**Collected data entries:**
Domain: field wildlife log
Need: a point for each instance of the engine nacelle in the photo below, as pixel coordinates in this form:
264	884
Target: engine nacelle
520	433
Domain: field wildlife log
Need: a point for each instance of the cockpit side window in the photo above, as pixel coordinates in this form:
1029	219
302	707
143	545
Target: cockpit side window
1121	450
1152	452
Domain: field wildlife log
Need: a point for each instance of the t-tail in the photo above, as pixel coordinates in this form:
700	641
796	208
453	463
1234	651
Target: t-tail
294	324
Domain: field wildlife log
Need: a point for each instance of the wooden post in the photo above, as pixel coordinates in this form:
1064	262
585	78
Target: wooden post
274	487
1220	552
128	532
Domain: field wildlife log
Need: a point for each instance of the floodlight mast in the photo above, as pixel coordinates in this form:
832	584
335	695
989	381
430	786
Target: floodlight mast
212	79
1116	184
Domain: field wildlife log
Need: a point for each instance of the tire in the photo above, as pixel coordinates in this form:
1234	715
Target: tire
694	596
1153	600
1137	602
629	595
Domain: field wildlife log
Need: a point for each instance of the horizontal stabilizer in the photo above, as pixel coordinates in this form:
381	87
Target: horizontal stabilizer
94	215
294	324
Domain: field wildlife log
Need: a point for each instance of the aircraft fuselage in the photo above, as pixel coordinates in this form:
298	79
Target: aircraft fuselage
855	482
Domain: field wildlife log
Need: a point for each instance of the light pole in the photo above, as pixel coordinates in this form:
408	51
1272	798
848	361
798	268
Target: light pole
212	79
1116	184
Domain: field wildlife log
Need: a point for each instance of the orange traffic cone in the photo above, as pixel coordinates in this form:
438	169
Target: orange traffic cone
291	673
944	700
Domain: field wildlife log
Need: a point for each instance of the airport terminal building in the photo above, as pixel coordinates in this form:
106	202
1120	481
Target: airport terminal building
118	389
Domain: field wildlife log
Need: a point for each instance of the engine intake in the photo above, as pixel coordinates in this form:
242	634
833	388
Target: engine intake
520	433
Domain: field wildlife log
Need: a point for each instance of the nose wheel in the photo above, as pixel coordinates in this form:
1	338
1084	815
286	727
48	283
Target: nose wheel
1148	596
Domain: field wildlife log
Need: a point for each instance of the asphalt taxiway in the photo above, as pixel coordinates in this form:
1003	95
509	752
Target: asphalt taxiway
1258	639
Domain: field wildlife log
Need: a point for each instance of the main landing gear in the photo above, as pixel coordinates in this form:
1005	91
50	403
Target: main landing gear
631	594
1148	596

**WHAT THE TASK REQUIRES:**
Identify each line in the records above that contains the word "aircraft" and copy it out in full. Letter case counts.

**SOLUTION TO THE EXERCISE:**
Need: a point for each instance of the aircraft fuselage in the photo above, as pixel coordinates in this form:
Target: aircraft fuselage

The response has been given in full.